Materials provided
## Begin
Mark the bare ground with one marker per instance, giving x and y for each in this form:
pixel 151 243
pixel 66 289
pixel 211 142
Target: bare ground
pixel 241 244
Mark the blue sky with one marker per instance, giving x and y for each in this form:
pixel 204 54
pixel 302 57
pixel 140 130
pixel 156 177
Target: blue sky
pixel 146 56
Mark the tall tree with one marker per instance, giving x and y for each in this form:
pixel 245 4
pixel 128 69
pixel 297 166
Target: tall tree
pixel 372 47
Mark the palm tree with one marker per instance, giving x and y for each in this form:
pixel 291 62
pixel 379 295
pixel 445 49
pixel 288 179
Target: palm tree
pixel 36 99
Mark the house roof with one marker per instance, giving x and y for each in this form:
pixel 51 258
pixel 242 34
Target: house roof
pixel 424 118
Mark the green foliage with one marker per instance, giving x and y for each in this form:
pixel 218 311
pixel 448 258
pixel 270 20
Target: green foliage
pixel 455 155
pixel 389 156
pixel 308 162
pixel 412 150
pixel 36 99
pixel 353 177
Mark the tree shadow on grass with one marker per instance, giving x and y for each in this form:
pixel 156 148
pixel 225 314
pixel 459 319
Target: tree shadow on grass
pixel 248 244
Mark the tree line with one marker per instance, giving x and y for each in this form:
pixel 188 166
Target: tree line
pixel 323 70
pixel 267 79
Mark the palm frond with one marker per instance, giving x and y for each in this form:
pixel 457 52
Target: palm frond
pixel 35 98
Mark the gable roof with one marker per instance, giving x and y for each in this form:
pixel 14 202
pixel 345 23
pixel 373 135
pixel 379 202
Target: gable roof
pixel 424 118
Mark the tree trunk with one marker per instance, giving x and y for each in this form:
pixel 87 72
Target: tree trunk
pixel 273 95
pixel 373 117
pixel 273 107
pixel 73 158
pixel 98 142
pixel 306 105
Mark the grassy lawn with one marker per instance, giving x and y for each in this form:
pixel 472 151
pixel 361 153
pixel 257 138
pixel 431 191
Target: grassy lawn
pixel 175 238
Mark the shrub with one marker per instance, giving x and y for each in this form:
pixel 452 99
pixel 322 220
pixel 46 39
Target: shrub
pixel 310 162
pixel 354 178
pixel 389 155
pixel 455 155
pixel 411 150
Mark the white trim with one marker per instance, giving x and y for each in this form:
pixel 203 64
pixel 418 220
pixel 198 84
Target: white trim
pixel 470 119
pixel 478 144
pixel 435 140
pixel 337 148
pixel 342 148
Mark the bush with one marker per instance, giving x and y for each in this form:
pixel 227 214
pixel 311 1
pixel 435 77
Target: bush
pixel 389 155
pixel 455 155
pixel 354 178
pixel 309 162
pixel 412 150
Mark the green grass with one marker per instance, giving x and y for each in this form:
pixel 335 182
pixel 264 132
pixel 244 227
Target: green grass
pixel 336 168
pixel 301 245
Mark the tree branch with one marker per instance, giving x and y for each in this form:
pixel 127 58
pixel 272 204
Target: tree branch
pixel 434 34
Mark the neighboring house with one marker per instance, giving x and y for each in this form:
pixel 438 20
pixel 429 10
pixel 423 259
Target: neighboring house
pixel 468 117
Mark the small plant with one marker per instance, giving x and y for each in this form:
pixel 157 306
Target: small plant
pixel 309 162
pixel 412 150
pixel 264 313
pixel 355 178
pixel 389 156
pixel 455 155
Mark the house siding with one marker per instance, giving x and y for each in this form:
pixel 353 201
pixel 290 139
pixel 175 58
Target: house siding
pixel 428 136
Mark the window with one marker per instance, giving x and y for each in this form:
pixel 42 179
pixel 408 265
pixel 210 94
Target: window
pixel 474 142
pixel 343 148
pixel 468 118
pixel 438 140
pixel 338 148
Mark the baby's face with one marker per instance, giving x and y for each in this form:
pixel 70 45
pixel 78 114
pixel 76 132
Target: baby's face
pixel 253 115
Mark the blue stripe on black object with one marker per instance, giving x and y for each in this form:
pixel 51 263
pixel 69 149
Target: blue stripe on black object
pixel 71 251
## End
What to do
Copy all of the material word for word.

The response
Mark the bare ground with one marker per instance, giving x and y for each in this form:
pixel 151 243
pixel 66 289
pixel 211 142
Target: bare ground
pixel 241 244
Mark the blue sky with one marker per instance, giving x and y for each in this form:
pixel 204 54
pixel 302 57
pixel 140 130
pixel 156 177
Target: blue sky
pixel 146 56
Mark the tall tree with one marker per instance, giving x and y for each in this form:
pixel 245 4
pixel 128 69
pixel 297 166
Target: tall tree
pixel 372 47
Mark the palm tree with one marker per instance, giving x and y for each in this form:
pixel 291 62
pixel 379 295
pixel 445 49
pixel 288 179
Target: palm tree
pixel 36 99
Mark the house roof with one marker per instance, giving x and y for each in this form:
pixel 51 258
pixel 242 34
Target: house roof
pixel 424 118
Mark the green foliage with one marker per instance, giving x and y for each in this form:
pixel 218 311
pixel 448 258
pixel 270 20
Target: green foliage
pixel 455 155
pixel 389 156
pixel 308 162
pixel 412 150
pixel 36 99
pixel 353 177
Mark the tree shadow on grass with one marker per instance, giving x and y for each in this form:
pixel 156 148
pixel 225 314
pixel 459 319
Target: tree shadow on grass
pixel 248 244
Mark the tree line with one marker per instance, giving x and y for each in this form:
pixel 188 166
Target: tree line
pixel 323 70
pixel 267 79
Mark the palm frond with one marker per instance, giving x and y for each in this form:
pixel 457 52
Target: palm frond
pixel 35 98
Mark the gable roof with one marker per instance, giving x and y for each in this form:
pixel 14 202
pixel 345 23
pixel 373 135
pixel 379 202
Target: gable roof
pixel 424 118
Mark the tree trunk with one marker per instance, giving x and y for each in this form:
pixel 87 72
Target: tree trunk
pixel 273 95
pixel 373 117
pixel 273 107
pixel 73 158
pixel 98 142
pixel 306 105
Mark the grassy lawn with one marker per instance, giving x and y for each in this form:
pixel 472 151
pixel 361 153
pixel 257 138
pixel 431 191
Target: grassy lawn
pixel 175 238
Mark the shrub with one marker per instance, giving x and y for each in this form:
pixel 452 99
pixel 322 220
pixel 46 39
Target: shrub
pixel 310 162
pixel 354 178
pixel 389 155
pixel 455 155
pixel 411 150
Mark the white trim with one marker per instance, giving x and y for each in this form:
pixel 203 64
pixel 418 220
pixel 198 84
Target: white trim
pixel 470 119
pixel 478 144
pixel 435 140
pixel 337 148
pixel 342 148
Mark the bush with one marker per instance, giving x and y for each in this form:
pixel 227 214
pixel 311 1
pixel 435 77
Target: bush
pixel 389 155
pixel 455 155
pixel 354 178
pixel 309 162
pixel 412 150
Mark the green grass with one marker per instance, giving x and y for each in this form:
pixel 335 182
pixel 264 132
pixel 244 227
Target: green grass
pixel 336 168
pixel 301 245
Mark the tree branch with one marker per instance, giving x and y for each in this form:
pixel 127 58
pixel 272 204
Target: tree branch
pixel 434 34
Mark the neighboring house with one marker per instance, giving x and y for each in this form:
pixel 438 20
pixel 429 10
pixel 423 259
Target: neighboring house
pixel 468 117
Mark the small plant with one marker per instance, giving x and y for each in this form:
pixel 157 306
Target: small plant
pixel 309 162
pixel 412 150
pixel 264 313
pixel 355 178
pixel 389 156
pixel 455 155
Mark the house siding with one marker per instance, giving x and y for each in this form:
pixel 353 201
pixel 290 139
pixel 175 58
Target: house siding
pixel 428 136
Mark the window with one marker per instance, giving x and y for each in this form:
pixel 42 179
pixel 408 265
pixel 210 94
Target: window
pixel 474 142
pixel 343 148
pixel 468 118
pixel 438 140
pixel 338 148
Mark the baby's face with one marker per instance, giving x and y for each in this form:
pixel 70 45
pixel 78 114
pixel 76 132
Target: baby's face
pixel 253 115
Mark the blue stripe on black object with one marker per instance, giving x and y for each in this form:
pixel 51 263
pixel 69 149
Target: blue stripe on black object
pixel 71 251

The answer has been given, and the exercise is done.